* [Request 1]:
According to the excerpt below, how many mornings each week does the entire student body gather for chapel?
## BEGIN Excerpted text
Regardless of what anyone here thinks of the content of Dan Patz's blog post, can we all agree that he writes with a style of grace & transparency that is refreshing (and is all too often lacking in similar communications)?

Ron Bean's picture

The Bible prohibits women having authority over and teaching men (although we make exceptions for certain academic subjects). The Bible says nothing about women chapel speakers.

The NIU bashers will enthusiastically accept this as another sign that NIU is heading toward destruction. Meanwhile, Dan Patz's reasonable response places him on the high road.

"Some things are of that nature as to make one's fancy chuckle, while his heart doth ache." John Bunyan

Pastor Doug's picture

This is NIU's information about chapel from their Student Life link:  http://www.ni.edu/campus-life/chapel/

Four mornings each week, the entire student body gathers to worship the Lord and to focus on the truths of His Word. Chapel is central to the Northland experience and encourages students to refocus on eternity in the midst of the distractions of life and the busyness of academia. Chapel provides a great supplement to the core Bible classes as students apply passages practically to their lives and hearts. Chapel is also a great time of praising God through music, focusing minds and hearts on eternal matters rather than the things of this world. These services encourage students to run the race that God has given them, “looking to Jesus, the founder and perfecter of our faith,” and to praise Him who “is seated at the right hand of the throne of God” (Heb. 12:2). Archives of chapel sermons can be accessed via Northland’s Sermon Audio page.
## END Excerpted text
* [Request 2]:
Return every line of the records below that contains the string "Sample", matching case exactly.
## BEGIN Supplied records
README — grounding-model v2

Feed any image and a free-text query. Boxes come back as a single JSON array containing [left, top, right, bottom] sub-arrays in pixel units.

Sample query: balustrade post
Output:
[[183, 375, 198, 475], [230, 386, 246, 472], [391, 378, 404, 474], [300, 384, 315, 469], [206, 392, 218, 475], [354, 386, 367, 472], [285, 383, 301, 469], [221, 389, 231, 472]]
## END Supplied records
## BEGIN Supplied records
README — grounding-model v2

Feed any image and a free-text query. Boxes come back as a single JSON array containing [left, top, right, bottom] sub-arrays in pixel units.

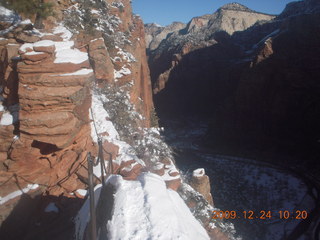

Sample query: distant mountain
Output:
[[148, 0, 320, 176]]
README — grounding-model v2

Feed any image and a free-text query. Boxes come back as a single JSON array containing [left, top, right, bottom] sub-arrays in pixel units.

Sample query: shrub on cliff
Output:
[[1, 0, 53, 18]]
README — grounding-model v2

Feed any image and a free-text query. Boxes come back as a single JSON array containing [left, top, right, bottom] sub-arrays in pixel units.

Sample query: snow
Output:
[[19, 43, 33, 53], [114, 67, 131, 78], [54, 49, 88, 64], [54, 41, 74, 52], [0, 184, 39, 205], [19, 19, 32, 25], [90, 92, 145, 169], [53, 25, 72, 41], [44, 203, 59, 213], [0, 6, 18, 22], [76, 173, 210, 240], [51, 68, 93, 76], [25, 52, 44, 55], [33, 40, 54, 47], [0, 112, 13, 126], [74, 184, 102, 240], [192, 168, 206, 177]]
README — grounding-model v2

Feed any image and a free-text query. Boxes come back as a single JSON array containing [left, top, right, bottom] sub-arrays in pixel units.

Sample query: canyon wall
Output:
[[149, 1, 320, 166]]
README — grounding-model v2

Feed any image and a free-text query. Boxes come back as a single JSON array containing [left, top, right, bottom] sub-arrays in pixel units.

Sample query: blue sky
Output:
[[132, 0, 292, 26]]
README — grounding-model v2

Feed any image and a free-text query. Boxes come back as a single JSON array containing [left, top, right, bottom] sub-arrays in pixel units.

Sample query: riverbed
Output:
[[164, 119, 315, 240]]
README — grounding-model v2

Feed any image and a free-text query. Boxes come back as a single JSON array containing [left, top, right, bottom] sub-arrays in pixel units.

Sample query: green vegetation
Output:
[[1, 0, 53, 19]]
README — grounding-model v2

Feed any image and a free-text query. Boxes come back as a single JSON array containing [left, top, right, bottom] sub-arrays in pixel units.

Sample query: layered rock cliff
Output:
## END Supplied records
## BEGIN Supplied records
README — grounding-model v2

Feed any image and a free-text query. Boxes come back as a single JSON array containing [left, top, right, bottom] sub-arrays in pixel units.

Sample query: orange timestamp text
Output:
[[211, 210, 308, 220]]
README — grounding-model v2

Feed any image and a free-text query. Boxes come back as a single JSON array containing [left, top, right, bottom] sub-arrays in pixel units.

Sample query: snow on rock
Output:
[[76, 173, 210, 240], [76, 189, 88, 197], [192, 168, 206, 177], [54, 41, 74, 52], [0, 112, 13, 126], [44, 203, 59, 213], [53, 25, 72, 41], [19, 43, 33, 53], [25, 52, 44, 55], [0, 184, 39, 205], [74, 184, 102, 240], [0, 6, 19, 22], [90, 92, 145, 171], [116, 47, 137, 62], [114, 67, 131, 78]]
## END Supplied records
* [Response 1]:
Four mornings each week.

* [Response 2]:
Sample query: balustrade post
Sample query: distant mountain
Sample query: shrub on cliff
Sample query: snow
Sample query: canyon wall
Sample query: blue sky
Sample query: riverbed
Sample query: green vegetation
Sample query: layered rock cliff
Sample query: orange timestamp text
Sample query: snow on rock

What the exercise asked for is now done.